▶ **What to work on**:
Exactly and only the lines from the one containing "Target: poppy in bloom" through the close of the entries below are to be set down.

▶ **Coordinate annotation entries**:
════════════════════

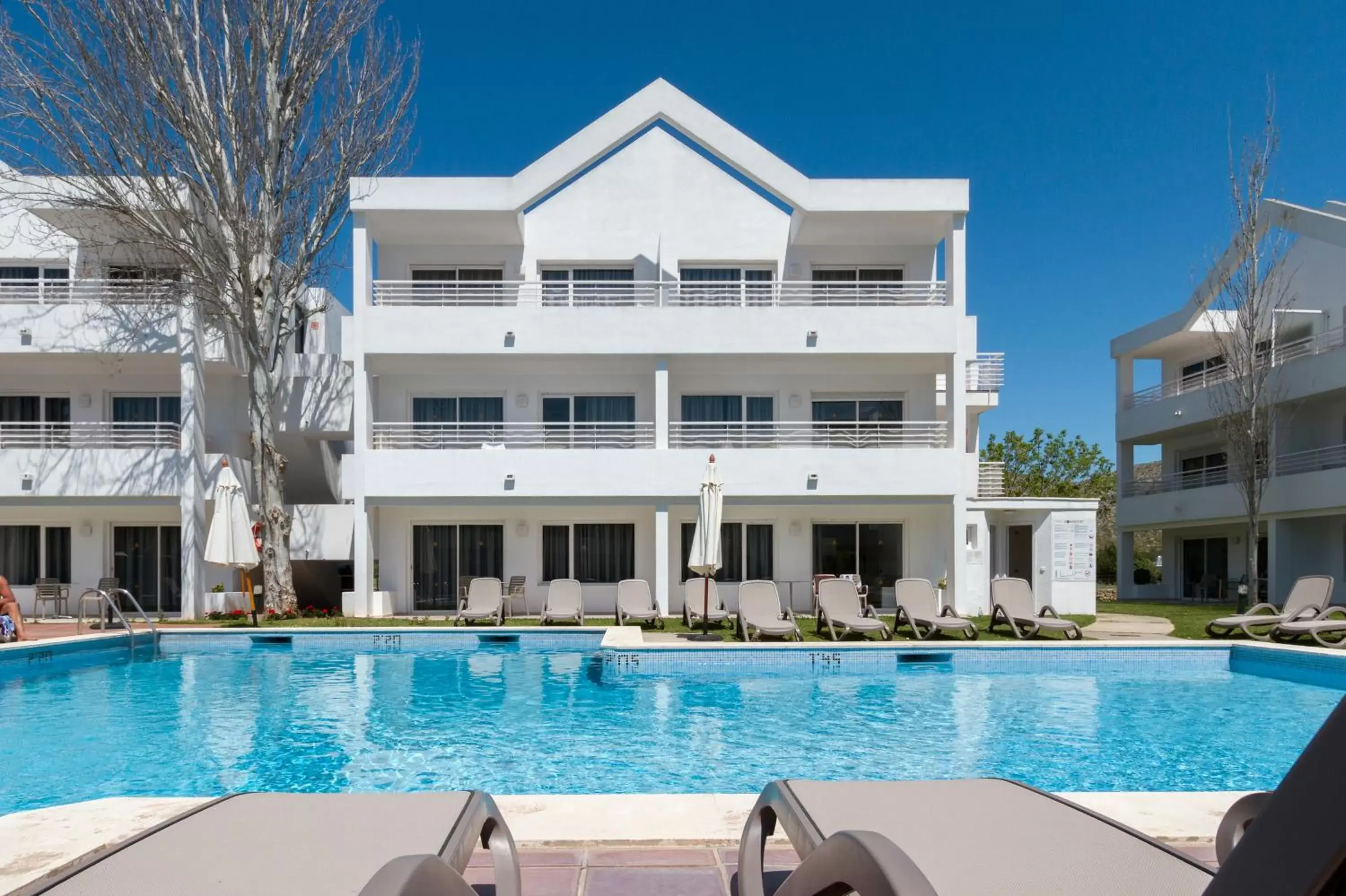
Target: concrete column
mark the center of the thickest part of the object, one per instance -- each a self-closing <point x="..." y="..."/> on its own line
<point x="956" y="261"/>
<point x="192" y="461"/>
<point x="661" y="403"/>
<point x="1126" y="565"/>
<point x="957" y="592"/>
<point x="363" y="275"/>
<point x="661" y="557"/>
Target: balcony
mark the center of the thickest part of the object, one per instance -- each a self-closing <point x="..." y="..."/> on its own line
<point x="1317" y="345"/>
<point x="809" y="435"/>
<point x="61" y="292"/>
<point x="428" y="436"/>
<point x="626" y="294"/>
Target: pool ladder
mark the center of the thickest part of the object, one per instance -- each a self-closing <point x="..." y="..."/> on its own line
<point x="100" y="596"/>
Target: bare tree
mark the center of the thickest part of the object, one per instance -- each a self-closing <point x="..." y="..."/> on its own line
<point x="220" y="136"/>
<point x="1252" y="290"/>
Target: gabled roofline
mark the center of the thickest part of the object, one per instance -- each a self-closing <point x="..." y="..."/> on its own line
<point x="1322" y="225"/>
<point x="659" y="103"/>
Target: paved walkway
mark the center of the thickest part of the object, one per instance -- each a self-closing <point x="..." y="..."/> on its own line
<point x="1130" y="627"/>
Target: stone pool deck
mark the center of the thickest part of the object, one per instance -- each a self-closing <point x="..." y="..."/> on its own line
<point x="578" y="845"/>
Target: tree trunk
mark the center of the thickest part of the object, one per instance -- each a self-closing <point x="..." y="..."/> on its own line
<point x="270" y="482"/>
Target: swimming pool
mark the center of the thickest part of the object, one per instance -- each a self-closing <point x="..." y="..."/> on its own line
<point x="558" y="715"/>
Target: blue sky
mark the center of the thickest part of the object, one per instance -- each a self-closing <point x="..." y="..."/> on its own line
<point x="1095" y="135"/>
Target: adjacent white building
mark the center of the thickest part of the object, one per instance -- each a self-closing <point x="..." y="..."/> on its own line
<point x="1193" y="500"/>
<point x="116" y="413"/>
<point x="543" y="362"/>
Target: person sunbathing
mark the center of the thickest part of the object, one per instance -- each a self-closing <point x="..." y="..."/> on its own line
<point x="10" y="607"/>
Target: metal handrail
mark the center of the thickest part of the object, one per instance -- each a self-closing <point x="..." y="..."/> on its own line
<point x="95" y="594"/>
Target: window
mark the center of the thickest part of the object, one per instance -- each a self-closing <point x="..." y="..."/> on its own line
<point x="871" y="551"/>
<point x="725" y="286"/>
<point x="19" y="553"/>
<point x="589" y="287"/>
<point x="147" y="561"/>
<point x="446" y="557"/>
<point x="556" y="552"/>
<point x="746" y="552"/>
<point x="605" y="552"/>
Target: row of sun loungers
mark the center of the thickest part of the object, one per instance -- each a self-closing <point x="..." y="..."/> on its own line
<point x="877" y="839"/>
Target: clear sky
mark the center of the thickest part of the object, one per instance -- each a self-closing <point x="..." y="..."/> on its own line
<point x="1093" y="134"/>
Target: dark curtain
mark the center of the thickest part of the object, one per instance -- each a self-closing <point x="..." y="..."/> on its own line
<point x="434" y="568"/>
<point x="605" y="552"/>
<point x="481" y="552"/>
<point x="761" y="555"/>
<point x="605" y="408"/>
<point x="19" y="553"/>
<point x="19" y="409"/>
<point x="556" y="552"/>
<point x="712" y="408"/>
<point x="58" y="553"/>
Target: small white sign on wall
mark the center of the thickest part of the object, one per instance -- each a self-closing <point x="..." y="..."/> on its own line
<point x="1073" y="549"/>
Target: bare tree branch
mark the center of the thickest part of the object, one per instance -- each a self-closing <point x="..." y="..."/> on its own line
<point x="219" y="139"/>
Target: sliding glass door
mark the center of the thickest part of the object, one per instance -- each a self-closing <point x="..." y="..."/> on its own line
<point x="445" y="556"/>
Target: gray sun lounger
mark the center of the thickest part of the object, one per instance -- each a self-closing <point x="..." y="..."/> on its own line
<point x="1307" y="598"/>
<point x="918" y="607"/>
<point x="760" y="611"/>
<point x="694" y="602"/>
<point x="634" y="602"/>
<point x="1011" y="605"/>
<point x="1330" y="622"/>
<point x="975" y="837"/>
<point x="485" y="600"/>
<point x="299" y="845"/>
<point x="564" y="600"/>
<point x="840" y="607"/>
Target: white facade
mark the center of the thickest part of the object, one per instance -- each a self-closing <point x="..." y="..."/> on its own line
<point x="1194" y="502"/>
<point x="115" y="418"/>
<point x="544" y="362"/>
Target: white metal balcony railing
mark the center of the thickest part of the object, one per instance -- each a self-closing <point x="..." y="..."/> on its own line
<point x="656" y="294"/>
<point x="433" y="436"/>
<point x="987" y="372"/>
<point x="1278" y="356"/>
<point x="89" y="435"/>
<point x="991" y="479"/>
<point x="809" y="435"/>
<point x="58" y="292"/>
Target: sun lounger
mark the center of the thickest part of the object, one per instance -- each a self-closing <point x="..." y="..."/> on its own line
<point x="564" y="600"/>
<point x="918" y="607"/>
<point x="1309" y="596"/>
<point x="760" y="611"/>
<point x="634" y="602"/>
<point x="1011" y="605"/>
<point x="840" y="606"/>
<point x="694" y="600"/>
<point x="299" y="845"/>
<point x="485" y="600"/>
<point x="1330" y="622"/>
<point x="974" y="837"/>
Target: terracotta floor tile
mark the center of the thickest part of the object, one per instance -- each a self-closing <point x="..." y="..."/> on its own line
<point x="655" y="882"/>
<point x="671" y="857"/>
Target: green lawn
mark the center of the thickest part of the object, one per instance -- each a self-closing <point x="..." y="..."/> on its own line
<point x="1189" y="619"/>
<point x="807" y="626"/>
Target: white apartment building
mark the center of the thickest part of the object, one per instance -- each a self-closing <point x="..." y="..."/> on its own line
<point x="1193" y="500"/>
<point x="116" y="413"/>
<point x="543" y="362"/>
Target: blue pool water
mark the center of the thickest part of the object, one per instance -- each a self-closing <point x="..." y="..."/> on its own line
<point x="533" y="719"/>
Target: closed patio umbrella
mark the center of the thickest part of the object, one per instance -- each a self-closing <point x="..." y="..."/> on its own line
<point x="706" y="557"/>
<point x="229" y="541"/>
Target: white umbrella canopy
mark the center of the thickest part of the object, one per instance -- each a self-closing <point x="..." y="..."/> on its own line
<point x="706" y="557"/>
<point x="229" y="541"/>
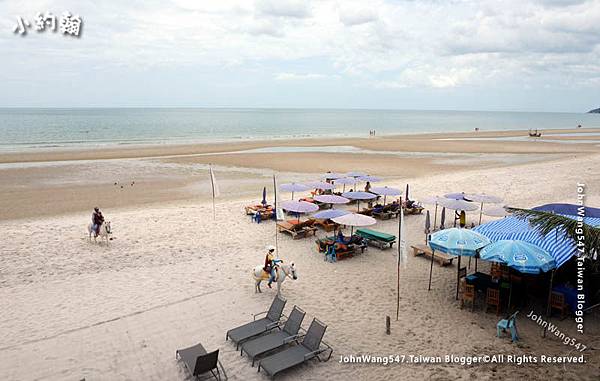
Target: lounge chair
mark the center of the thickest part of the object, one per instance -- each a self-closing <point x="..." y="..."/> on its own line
<point x="378" y="239"/>
<point x="267" y="343"/>
<point x="254" y="328"/>
<point x="198" y="361"/>
<point x="442" y="258"/>
<point x="309" y="348"/>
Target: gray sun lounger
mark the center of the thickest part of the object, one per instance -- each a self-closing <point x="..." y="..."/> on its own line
<point x="267" y="343"/>
<point x="309" y="348"/>
<point x="199" y="362"/>
<point x="254" y="328"/>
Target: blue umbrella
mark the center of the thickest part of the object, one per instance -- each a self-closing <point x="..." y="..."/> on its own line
<point x="456" y="242"/>
<point x="359" y="196"/>
<point x="299" y="207"/>
<point x="520" y="255"/>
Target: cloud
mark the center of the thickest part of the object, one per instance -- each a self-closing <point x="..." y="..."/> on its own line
<point x="284" y="8"/>
<point x="297" y="76"/>
<point x="356" y="14"/>
<point x="384" y="45"/>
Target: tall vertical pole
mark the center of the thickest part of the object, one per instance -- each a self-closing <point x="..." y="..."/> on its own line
<point x="275" y="204"/>
<point x="398" y="265"/>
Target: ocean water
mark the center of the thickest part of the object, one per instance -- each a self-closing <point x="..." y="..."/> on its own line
<point x="24" y="129"/>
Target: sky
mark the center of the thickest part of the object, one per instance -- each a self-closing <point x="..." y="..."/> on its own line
<point x="512" y="55"/>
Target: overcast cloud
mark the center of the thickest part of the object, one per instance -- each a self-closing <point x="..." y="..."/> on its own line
<point x="429" y="54"/>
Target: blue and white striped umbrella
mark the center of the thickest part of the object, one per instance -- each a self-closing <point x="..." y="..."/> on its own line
<point x="555" y="242"/>
<point x="458" y="241"/>
<point x="520" y="255"/>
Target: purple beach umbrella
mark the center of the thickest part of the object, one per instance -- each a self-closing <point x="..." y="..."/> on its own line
<point x="331" y="199"/>
<point x="293" y="187"/>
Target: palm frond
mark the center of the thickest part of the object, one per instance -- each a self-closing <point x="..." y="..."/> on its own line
<point x="546" y="222"/>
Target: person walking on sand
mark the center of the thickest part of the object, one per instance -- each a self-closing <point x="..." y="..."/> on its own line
<point x="97" y="221"/>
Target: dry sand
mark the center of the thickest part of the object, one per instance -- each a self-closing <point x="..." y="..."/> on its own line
<point x="173" y="277"/>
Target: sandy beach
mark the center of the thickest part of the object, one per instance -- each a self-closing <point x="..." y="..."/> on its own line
<point x="174" y="276"/>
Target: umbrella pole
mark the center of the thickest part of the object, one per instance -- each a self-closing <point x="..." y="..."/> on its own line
<point x="458" y="276"/>
<point x="431" y="267"/>
<point x="398" y="266"/>
<point x="480" y="212"/>
<point x="510" y="290"/>
<point x="549" y="308"/>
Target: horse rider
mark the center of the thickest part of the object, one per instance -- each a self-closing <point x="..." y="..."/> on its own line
<point x="97" y="220"/>
<point x="271" y="264"/>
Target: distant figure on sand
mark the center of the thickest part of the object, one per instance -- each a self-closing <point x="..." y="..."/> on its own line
<point x="97" y="221"/>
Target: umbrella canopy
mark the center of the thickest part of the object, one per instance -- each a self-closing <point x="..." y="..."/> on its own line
<point x="457" y="196"/>
<point x="385" y="191"/>
<point x="299" y="206"/>
<point x="496" y="211"/>
<point x="443" y="217"/>
<point x="293" y="187"/>
<point x="320" y="185"/>
<point x="331" y="199"/>
<point x="483" y="198"/>
<point x="356" y="174"/>
<point x="432" y="200"/>
<point x="345" y="180"/>
<point x="359" y="195"/>
<point x="458" y="241"/>
<point x="332" y="176"/>
<point x="354" y="219"/>
<point x="371" y="179"/>
<point x="520" y="255"/>
<point x="458" y="205"/>
<point x="331" y="213"/>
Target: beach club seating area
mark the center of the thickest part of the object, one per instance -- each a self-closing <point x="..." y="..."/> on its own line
<point x="506" y="288"/>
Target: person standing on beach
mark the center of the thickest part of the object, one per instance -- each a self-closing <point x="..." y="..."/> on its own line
<point x="97" y="220"/>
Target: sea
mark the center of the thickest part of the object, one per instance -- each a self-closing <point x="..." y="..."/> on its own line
<point x="26" y="129"/>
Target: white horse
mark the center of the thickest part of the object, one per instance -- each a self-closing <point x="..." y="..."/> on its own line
<point x="283" y="272"/>
<point x="105" y="231"/>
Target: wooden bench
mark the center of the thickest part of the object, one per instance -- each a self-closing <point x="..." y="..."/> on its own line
<point x="295" y="230"/>
<point x="442" y="258"/>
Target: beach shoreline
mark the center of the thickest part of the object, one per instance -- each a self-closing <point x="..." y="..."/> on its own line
<point x="49" y="183"/>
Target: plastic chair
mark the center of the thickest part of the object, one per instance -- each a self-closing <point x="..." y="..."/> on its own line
<point x="508" y="324"/>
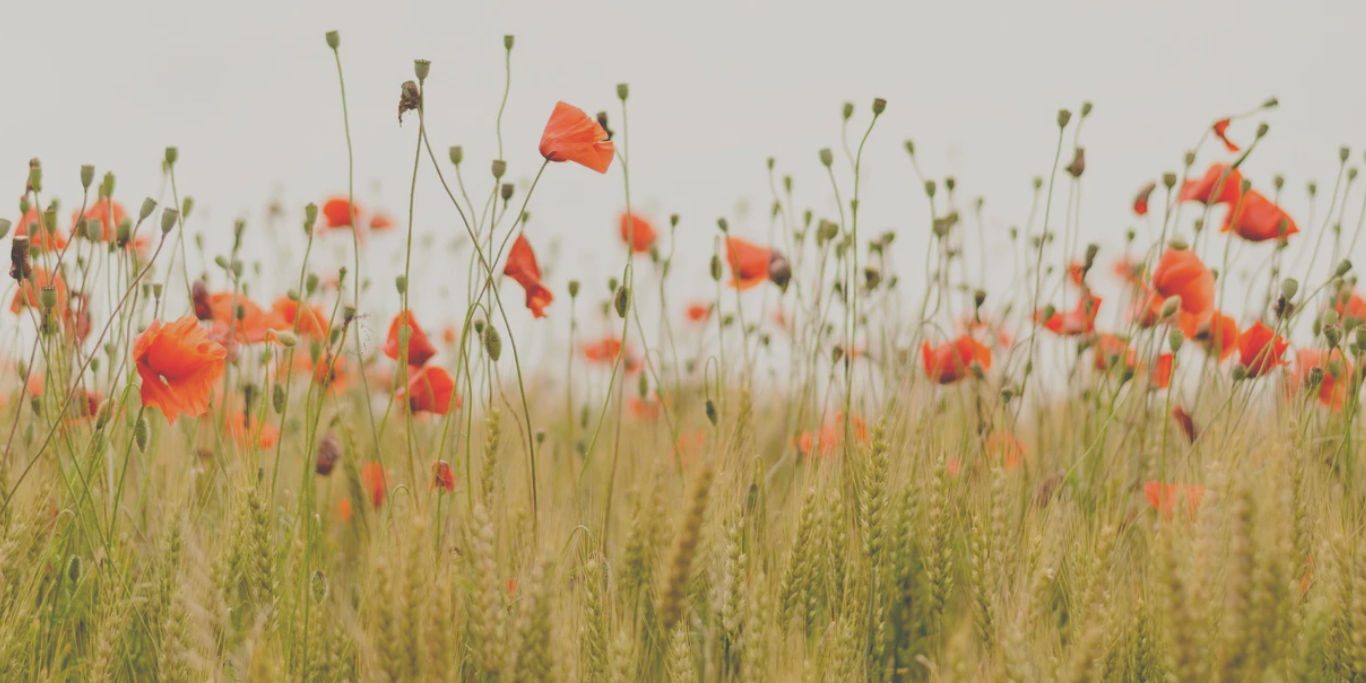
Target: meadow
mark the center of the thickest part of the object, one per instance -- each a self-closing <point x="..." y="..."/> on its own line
<point x="1126" y="463"/>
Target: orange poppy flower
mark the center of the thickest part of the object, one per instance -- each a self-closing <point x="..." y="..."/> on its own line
<point x="336" y="213"/>
<point x="1141" y="200"/>
<point x="1221" y="133"/>
<point x="253" y="324"/>
<point x="1182" y="273"/>
<point x="1007" y="448"/>
<point x="44" y="241"/>
<point x="1337" y="376"/>
<point x="258" y="435"/>
<point x="1228" y="186"/>
<point x="573" y="135"/>
<point x="523" y="268"/>
<point x="1163" y="497"/>
<point x="698" y="312"/>
<point x="749" y="262"/>
<point x="109" y="215"/>
<point x="950" y="362"/>
<point x="1257" y="219"/>
<point x="32" y="288"/>
<point x="1217" y="333"/>
<point x="432" y="389"/>
<point x="376" y="482"/>
<point x="443" y="477"/>
<point x="178" y="365"/>
<point x="420" y="347"/>
<point x="313" y="323"/>
<point x="1261" y="350"/>
<point x="642" y="230"/>
<point x="1077" y="321"/>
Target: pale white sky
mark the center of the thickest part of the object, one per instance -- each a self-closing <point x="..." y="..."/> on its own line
<point x="247" y="92"/>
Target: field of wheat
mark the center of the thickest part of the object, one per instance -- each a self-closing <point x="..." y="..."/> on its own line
<point x="1074" y="462"/>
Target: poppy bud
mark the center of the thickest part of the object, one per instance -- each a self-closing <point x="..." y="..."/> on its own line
<point x="492" y="343"/>
<point x="168" y="219"/>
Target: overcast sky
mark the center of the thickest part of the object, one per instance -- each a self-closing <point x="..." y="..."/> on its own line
<point x="247" y="92"/>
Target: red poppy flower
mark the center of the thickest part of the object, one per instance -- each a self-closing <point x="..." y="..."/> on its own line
<point x="109" y="215"/>
<point x="376" y="482"/>
<point x="178" y="365"/>
<point x="432" y="389"/>
<point x="698" y="312"/>
<point x="1221" y="133"/>
<point x="38" y="238"/>
<point x="1257" y="219"/>
<point x="443" y="477"/>
<point x="1163" y="497"/>
<point x="34" y="286"/>
<point x="523" y="268"/>
<point x="336" y="213"/>
<point x="312" y="323"/>
<point x="1337" y="376"/>
<point x="1261" y="350"/>
<point x="1228" y="187"/>
<point x="633" y="224"/>
<point x="1182" y="273"/>
<point x="420" y="347"/>
<point x="749" y="262"/>
<point x="1141" y="198"/>
<point x="950" y="361"/>
<point x="1217" y="332"/>
<point x="1007" y="448"/>
<point x="1077" y="321"/>
<point x="573" y="135"/>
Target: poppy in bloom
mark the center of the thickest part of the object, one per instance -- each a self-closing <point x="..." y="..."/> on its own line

════════════════════

▶ **Exercise response**:
Target: poppy in bloom
mark the center of the thickest part of the object, one per instance -- each a self-closing <point x="..." y="..."/> on its own line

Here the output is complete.